### WORK ORDER
Produce a character-for-character copy of the data below.

EXTRACTED MATERIAL: Begin

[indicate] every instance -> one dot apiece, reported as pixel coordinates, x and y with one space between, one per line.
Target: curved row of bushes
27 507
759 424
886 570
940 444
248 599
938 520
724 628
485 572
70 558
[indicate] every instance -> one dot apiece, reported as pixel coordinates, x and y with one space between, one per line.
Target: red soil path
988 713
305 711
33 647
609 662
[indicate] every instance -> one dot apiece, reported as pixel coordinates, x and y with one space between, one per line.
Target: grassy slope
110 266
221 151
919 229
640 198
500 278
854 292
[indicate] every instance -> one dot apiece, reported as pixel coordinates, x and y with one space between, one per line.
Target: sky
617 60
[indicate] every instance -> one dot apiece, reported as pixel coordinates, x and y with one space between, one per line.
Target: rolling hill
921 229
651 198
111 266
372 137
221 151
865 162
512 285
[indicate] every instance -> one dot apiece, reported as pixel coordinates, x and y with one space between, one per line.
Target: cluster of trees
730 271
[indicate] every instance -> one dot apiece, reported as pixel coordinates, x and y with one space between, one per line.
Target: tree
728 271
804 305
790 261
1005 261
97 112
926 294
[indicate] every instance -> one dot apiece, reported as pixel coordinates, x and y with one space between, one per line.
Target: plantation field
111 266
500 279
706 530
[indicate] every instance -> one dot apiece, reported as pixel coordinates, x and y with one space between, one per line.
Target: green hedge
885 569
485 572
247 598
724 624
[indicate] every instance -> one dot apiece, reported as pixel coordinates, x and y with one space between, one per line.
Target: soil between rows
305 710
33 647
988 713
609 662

EXTRACTED MATERIAL: End

### EXERCISE RESULT
[indicate] every instance -> one dot apiece, reported as pixel coordinates, x and y with one space between, one per line.
Target: curved row of bushes
27 507
759 424
886 570
940 444
248 599
938 520
724 628
485 572
70 558
[indicate] every instance -> one dot apiece, reported as pixel coordinates, x and y with one space between, one per line.
Target: red soil path
988 713
305 711
33 647
609 662
[indicate] every instance -> one dot apiece, reported as pixel coordinates, x and y with one space between, one per line.
Target: grassy slope
110 266
221 151
919 229
640 198
500 278
854 292
[indicate] every instance -> one dot apiece, reported as pixel coordinates, x and y with one space between, one per line.
Target: sky
617 60
[indicate] every instance -> one dot apiece, reported as pixel coordinates, x and y with one space between, one per line.
Target: rolling hill
921 229
651 198
111 266
372 137
221 151
865 162
512 285
[indicate] every instance -> one dot apiece, reported as pixel coordinates, x and y with one space between, one per line.
Target: cluster of trees
730 271
[indicate] every instance -> one dot apiece, reported as pixel coordinates, x and y with one space between, one per line.
Target: tree
728 271
804 305
790 261
1005 261
97 112
926 294
[indicate] every instance -> one dot apiece, reported as pixel coordinates, x and y with one space between, one per line.
Target: plantation field
111 266
500 279
706 530
[indicate] every instance -> one dot apiece, reported as pixel coordinates, x and y with one space between, one per line.
Target: green hedge
885 569
485 572
247 598
724 624
[indicate] every instance -> one dot apiece, reported as pixel coordinates, x and y with one space between, one per line.
Target: soil between rows
305 710
33 647
988 713
609 662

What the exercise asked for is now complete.